SELECTED TEXT:
Monthly Dag getting triggered Daily

Hi,

All our monthly scheduled dags are getting triggered Daily in 2.2 Version. this Issue is occurring after implementing the Airflow log purging job to cleanup 40 days older logs. Before this log Purging job implementation these monthly dags are running fine as per schedule.

Am I missing something here? Any steps to follow after implementing the Airflow log purging job? Kindly revert as we are facing this issue in production and currently we have OFF these monthly dags and running them manually as per schedule.

Thanks
Pradeep

Hey @meherp

Could you please share how you are purging Airflow logs? Where are these logs stored? Only possible explanation is that you are purging the DAG Run data from Airflow metadata db and the catchup parameter of the DAG is set to True which is causing older DAG runs. Could you please confirm the value of schedule and catchup parameter?

Thanks
Manmeet

Hi @manmeet,

Thanks for your kind response.

We are purging the log using an airflow dag which finally running the below find command and deleting them.
These logs are getting stored in /AIRFLOW/airflow/logs .

DELETE_STMT : find /AIRFLOW/airflow/logs/dag_processor_manager/dag_processor_manager.log /AIRFLOW/airflow/logs/dag_processor_manager/dag_processor_manager.log.1 /AIRFLOW/airflow/logs/dag_processor_manager/dag_processor_manager.log.2 /AIRFLOW/airflow/logs/dag_processor_manager/dag_processor_manager.log.3 /AIRFLOW/airflow/logs/dag_processor_manager/dag_processor_manager.log.4 /AIRFLOW/airflow/logs/dag_processor_manager/dag_processor_manager.log.5 /AIRFLOW/airflow/logs/dummy_DAG_daily/hello_task /AIRFLOW/airflow/logs/dummy_DAG_monthly/hello_task /AIRFLOW/airflow/logs/jam_cmp_jio_fiber_monetization_0468/branch_task_ct /AIRFLOW/airflow/logs/jam_cmp_jio_fiber_monetization_0468/branch_task_email /AIRFLOW/airflow/logs/scheduler/2023-03-20 /AIRFLOW/airflow/logs/scheduler/2023-03-21 /AIRFLOW/airflow/logs/scheduler/2023-03-22 /AIRFLOW/airflow/logs/scheduler/2023-03-23
…(big list of folders) …
-type f -mtime +40 -exec rm -f {} ;

Below given are Airflow parameters set for the dag and it was running fine from last 8-9 months but started running daily after scheduling the log cleanup dag.

SUPPLIED DATA:
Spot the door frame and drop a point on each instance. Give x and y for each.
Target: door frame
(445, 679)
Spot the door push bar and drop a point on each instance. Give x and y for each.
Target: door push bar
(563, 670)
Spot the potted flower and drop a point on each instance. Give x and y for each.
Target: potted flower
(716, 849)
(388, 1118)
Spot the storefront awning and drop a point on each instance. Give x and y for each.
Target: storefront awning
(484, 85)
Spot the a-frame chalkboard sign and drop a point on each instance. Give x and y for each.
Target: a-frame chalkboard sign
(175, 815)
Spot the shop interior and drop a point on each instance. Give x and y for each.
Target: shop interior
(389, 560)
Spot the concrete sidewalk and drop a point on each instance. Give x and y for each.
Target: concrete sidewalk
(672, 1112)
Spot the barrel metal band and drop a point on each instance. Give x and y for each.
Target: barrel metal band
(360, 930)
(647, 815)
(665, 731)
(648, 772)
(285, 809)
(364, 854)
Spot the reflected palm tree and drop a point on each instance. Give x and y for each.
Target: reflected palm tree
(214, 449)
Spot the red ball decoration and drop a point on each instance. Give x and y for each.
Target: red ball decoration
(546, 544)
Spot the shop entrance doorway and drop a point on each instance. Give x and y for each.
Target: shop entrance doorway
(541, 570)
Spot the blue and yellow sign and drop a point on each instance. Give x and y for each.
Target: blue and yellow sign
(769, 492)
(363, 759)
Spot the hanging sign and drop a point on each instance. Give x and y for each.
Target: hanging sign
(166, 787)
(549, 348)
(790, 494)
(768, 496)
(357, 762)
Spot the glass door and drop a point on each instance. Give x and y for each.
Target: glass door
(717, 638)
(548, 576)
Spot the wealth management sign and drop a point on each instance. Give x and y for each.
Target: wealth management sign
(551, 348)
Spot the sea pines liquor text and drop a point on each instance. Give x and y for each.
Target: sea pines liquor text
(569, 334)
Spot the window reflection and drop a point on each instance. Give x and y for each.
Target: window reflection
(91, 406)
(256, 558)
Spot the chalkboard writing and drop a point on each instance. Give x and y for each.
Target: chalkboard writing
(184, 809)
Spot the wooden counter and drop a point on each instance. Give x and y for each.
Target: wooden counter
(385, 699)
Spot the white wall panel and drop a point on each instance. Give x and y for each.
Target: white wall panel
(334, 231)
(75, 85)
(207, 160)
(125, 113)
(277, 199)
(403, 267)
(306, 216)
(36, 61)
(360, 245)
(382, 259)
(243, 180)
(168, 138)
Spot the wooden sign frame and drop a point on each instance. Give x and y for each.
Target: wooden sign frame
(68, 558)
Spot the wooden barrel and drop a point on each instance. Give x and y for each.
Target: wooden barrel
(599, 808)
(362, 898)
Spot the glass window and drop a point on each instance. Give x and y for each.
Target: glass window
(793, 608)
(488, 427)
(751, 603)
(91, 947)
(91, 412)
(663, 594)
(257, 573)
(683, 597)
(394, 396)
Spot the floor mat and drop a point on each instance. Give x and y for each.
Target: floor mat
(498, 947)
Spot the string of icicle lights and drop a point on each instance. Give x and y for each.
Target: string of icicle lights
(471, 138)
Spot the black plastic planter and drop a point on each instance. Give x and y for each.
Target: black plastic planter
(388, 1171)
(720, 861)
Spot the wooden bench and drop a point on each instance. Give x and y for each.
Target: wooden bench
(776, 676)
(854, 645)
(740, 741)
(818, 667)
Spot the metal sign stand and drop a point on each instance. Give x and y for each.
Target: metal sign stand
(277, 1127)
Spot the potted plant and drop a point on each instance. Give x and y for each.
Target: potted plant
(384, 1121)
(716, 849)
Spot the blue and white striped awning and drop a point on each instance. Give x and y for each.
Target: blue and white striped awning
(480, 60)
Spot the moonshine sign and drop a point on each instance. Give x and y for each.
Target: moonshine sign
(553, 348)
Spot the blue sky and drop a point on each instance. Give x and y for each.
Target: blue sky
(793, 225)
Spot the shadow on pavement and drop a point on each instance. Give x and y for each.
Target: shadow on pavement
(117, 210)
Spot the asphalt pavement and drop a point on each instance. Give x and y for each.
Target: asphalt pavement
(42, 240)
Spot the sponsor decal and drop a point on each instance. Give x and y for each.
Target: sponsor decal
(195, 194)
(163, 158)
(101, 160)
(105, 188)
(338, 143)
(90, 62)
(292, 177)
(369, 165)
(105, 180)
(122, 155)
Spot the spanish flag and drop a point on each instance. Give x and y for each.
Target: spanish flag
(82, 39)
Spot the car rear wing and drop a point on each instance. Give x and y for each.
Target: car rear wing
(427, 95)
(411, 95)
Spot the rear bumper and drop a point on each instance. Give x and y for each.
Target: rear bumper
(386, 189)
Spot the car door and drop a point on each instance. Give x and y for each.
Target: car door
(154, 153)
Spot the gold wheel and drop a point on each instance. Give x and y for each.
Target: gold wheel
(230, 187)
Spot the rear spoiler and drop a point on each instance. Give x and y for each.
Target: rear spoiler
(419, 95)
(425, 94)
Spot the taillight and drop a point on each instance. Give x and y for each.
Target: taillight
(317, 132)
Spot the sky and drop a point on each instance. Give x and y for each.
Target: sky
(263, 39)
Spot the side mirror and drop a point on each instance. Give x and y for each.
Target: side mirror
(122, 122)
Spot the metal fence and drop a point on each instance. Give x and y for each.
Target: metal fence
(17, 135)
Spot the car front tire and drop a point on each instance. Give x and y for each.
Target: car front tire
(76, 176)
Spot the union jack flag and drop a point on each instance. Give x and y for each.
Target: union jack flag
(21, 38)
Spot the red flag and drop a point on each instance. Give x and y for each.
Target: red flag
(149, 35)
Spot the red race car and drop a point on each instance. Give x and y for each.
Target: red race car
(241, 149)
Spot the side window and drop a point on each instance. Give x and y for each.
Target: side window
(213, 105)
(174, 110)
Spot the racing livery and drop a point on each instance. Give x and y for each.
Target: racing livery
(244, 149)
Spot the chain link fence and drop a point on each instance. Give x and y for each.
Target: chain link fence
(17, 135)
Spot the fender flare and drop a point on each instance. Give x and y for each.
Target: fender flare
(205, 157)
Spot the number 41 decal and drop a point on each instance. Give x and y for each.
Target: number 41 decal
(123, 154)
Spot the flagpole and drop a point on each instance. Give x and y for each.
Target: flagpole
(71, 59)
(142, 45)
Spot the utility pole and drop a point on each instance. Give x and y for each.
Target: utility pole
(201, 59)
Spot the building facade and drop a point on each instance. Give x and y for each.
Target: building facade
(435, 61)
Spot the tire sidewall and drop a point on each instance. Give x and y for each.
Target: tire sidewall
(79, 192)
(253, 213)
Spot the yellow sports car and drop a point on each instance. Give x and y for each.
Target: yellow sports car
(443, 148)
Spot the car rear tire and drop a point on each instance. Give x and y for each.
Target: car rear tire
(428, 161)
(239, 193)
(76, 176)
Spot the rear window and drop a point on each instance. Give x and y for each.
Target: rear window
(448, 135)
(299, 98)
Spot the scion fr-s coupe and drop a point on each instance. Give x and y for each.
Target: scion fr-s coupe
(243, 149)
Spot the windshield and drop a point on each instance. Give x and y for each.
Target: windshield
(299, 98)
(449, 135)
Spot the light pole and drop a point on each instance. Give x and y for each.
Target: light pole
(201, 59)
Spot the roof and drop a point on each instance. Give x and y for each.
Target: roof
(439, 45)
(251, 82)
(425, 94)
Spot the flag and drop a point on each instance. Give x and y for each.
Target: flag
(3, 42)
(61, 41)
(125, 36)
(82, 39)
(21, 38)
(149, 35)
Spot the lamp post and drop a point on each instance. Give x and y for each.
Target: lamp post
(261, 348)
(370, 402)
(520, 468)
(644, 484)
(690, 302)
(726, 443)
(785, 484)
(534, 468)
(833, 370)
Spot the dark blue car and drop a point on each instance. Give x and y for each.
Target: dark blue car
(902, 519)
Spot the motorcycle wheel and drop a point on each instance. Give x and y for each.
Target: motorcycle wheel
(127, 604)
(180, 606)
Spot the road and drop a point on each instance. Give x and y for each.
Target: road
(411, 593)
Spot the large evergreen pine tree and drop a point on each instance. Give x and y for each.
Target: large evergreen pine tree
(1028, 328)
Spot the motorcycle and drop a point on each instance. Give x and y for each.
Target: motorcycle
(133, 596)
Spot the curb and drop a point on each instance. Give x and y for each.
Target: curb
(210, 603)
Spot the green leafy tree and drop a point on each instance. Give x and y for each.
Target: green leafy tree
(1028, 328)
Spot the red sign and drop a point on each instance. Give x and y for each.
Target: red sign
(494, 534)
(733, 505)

EXERCISE REQUIREMENTS:
**1)** Copy out the Airflow thread between "Hey @meherp" and "and deleting them.", inclusive, swapping "metadata db" for "metadata database".
**2)** Count the lines in the rows that contain the string "post", matching case exactly, and reply with the number alone.
The rows are unrelated to the Airflow thread.

RESPONSES PER TASK:
**1)**
Hey @meherp

Could you please share how you are purging Airflow logs? Where are these logs stored? Only possible explanation is that you are purging the DAG Run data from Airflow metadata database and the catchup parameter of the DAG is set to True which is causing older DAG runs. Could you please confirm the value of schedule and catchup parameter?

Thanks
Manmeet

Hi @manmeet,

Thanks for your kind response.

We are purging the log using an airflow dag which finally running the below find command and deleting them.

**2)** 2